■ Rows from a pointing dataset
<<<<

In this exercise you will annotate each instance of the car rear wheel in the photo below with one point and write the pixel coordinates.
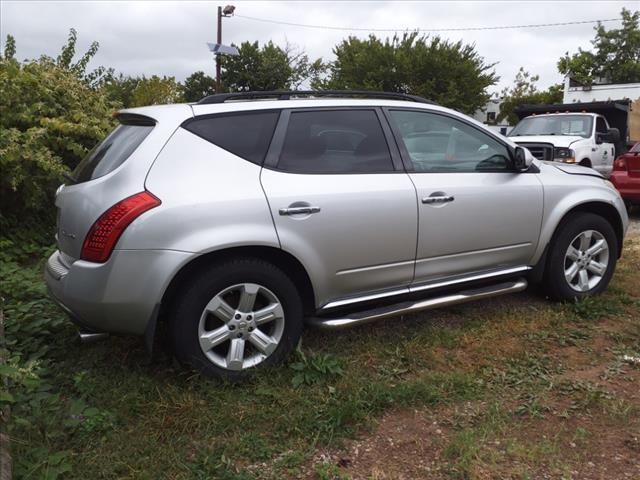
(236, 316)
(582, 257)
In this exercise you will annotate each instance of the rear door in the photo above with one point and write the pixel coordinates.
(632, 159)
(476, 215)
(341, 201)
(605, 151)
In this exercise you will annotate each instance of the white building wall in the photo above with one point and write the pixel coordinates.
(600, 93)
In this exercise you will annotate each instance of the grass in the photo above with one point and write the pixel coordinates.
(107, 410)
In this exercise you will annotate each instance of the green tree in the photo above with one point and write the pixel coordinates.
(120, 89)
(50, 119)
(267, 68)
(451, 74)
(156, 90)
(94, 78)
(197, 86)
(9, 48)
(615, 57)
(524, 91)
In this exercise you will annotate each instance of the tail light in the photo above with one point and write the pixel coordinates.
(106, 231)
(620, 164)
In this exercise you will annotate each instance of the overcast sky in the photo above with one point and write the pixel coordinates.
(168, 37)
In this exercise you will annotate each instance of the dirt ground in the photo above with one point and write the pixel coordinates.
(582, 443)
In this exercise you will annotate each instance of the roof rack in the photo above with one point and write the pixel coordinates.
(288, 94)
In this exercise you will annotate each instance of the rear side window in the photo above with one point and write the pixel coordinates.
(246, 135)
(111, 152)
(335, 141)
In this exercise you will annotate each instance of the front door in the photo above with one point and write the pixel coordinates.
(341, 202)
(476, 215)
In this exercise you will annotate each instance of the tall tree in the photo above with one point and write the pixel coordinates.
(120, 89)
(615, 57)
(525, 91)
(94, 78)
(198, 85)
(267, 68)
(156, 90)
(451, 74)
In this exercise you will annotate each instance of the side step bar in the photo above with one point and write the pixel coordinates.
(367, 316)
(91, 337)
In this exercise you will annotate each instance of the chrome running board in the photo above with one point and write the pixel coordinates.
(91, 337)
(367, 316)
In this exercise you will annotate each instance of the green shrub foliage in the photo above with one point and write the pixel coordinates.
(52, 113)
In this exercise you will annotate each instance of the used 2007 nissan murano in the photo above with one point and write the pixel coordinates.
(241, 218)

>>>>

Copy every one of the items above word for word, including each point given beneath them. Leave out the picture.

In this exercise you will annotate each instance of the car rear wheel in the photo below with one point and write the pixel coordinates.
(236, 316)
(582, 257)
In this exercise you will annotate each instance of the rear door in the photo above with one point and write the pixel coordinates.
(632, 159)
(476, 215)
(341, 201)
(605, 151)
In this exercise you will annotate each instance of the white building wall in the photo above with one point and write the pixel coordinates.
(600, 93)
In this exercise you will annotate each instance of the grass in the photo above with one point and write the pixel coordinates.
(107, 410)
In this exercise you will annotate each instance of the green tree in the photo above with one point and write the pixel coordinates.
(120, 89)
(50, 119)
(267, 68)
(451, 74)
(156, 90)
(94, 78)
(197, 86)
(9, 48)
(615, 57)
(524, 91)
In this exercise you will annotate each instance of the tail light in the photo above with one point and write the pixel coordinates.
(106, 231)
(620, 164)
In this exercise you will annotate each instance of the overcast sky in the photo above with one point and write the pixel coordinates.
(168, 37)
In this exercise you will annotate each instance of the dirt ground in the photo above with one point and write the pixel coordinates.
(582, 443)
In this exercise you will annotate each instance of the roof rack in the photo above with one point and write the pixel coordinates.
(288, 94)
In this exercise you will annotate each instance of the rear side window in the photo above with one point and write the pixel coordinates.
(246, 135)
(111, 152)
(335, 141)
In this exercise you will annotate each instance of the front door in the photo above with one point and write the pixel coordinates.
(341, 202)
(476, 215)
In this exercise you will annotate each instance of the tall tree in the photo above with one point and write the pixel coordinates.
(120, 89)
(615, 57)
(525, 91)
(94, 78)
(198, 85)
(267, 68)
(156, 90)
(451, 74)
In this exercise you will annotate each instance of the side step bar in the photo above with one point and write the pixel coordinates.
(367, 316)
(91, 337)
In this exercise you will annotate each instance of the chrome running board in the photo above with one point and write the pixel coordinates.
(91, 337)
(367, 316)
In this exercise you will annotate each instance of the green shrub foliage in the photo above with one point and write the pixel coordinates.
(52, 113)
In this exercise you will annotate each instance of the used 2007 nissan murano in the photo above with one point and write the pixel coordinates.
(241, 218)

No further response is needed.